Set of tasks:
A. Copy from the NVLink pull request the passage that opens with the words containing "This PR fixes" and closes with "on that device.".
B. In the NVLink pull request, what does the link-index range check in get_nvlink now use in place of the static NvlinkInfo.max_links?

>> start Source passage

Skip to content

Fix nvbug6084457: Make NVLINK_MAX_LINKS version-dependent#2192

Open
mdboom wants to merge 8 commits into
NVIDIA:mainfrom
mdboom:nvlink-max-links-dynamic
Open

Fix nvbug6084457: Make NVLINK_MAX_LINKS version-dependent#2192
mdboom wants to merge 8 commits into
NVIDIA:mainfrom
mdboom:nvlink-max-links-dynamic

Conversation

@mdboom

@mdboom mdboom commented Jun 10, 2026

Copy link
Copy Markdown
Contributor

Summary

This PR fixes NvlinkInfo.max_links being a static compile-time constant (NVML_NVLINK_MAX_LINKS) that overestimates the actual number of NVLink ports on a given device. Because not all devices support all links up to the macro ceiling, iterating over that range would attempt to query links the device doesn't have, producing incorrect behavior or errors.

Changes

  • New Device APIs (get_nvlink_count, get_nvlinks) — query the device-specific NVLink count at runtime via nvmlDeviceGetFieldValues(NVML_FI_DEV_NVLINK_LINK_COUNT), and iterate over only the links actually present on that device.

  • get_nvlink validation fix — the link-index range check now uses get_nvlink_count() instead of the static NvlinkInfo.max_links, so ValueError is raised precisely for links not supported by the specific device.

  • NvlinkInfo.max_links deprecated — the class attribute now emits a DeprecationWarning (via a metaclass property) pointing users to Device.get_nvlink_count(). The static value is still returned for compatibility but callers should migrate.

>> end Source passage
>> start Information supplied

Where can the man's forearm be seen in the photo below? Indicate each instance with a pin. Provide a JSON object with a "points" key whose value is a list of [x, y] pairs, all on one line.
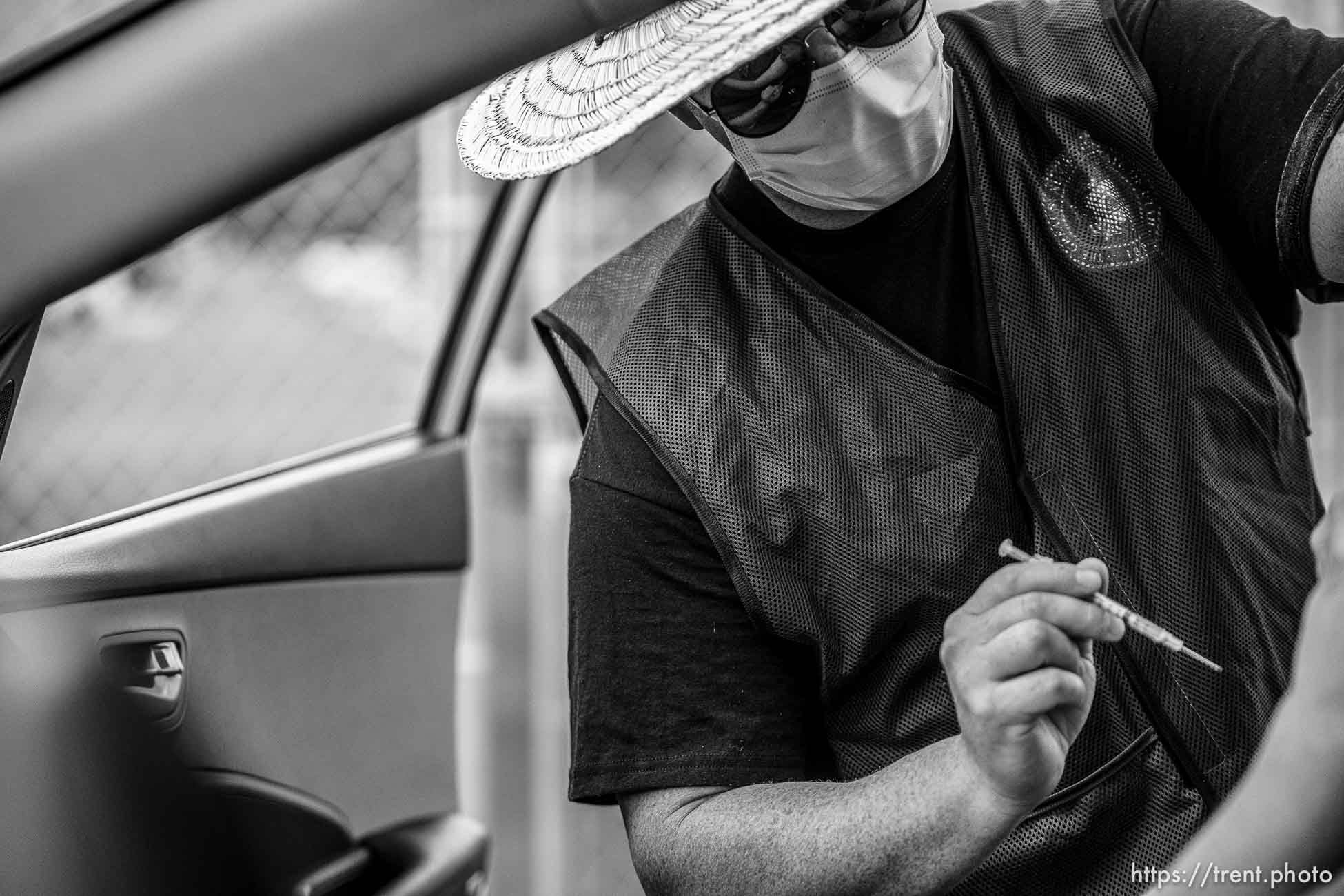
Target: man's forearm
{"points": [[917, 826]]}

>> end Information supplied

Worked solutions:
A.
This PR fixes NvlinkInfo.max_links being a static compile-time constant (NVML_NVLINK_MAX_LINKS) that overestimates the actual number of NVLink ports on a given device. Because not all devices support all links up to the macro ceiling, iterating over that range would attempt to query links the device doesn't have, producing incorrect behavior or errors.

Changes

  • New Device APIs (get_nvlink_count, get_nvlinks) — query the device-specific NVLink count at runtime via nvmlDeviceGetFieldValues(NVML_FI_DEV_NVLINK_LINK_COUNT), and iterate over only the links actually present on that device.

B. It now uses get_nvlink_count().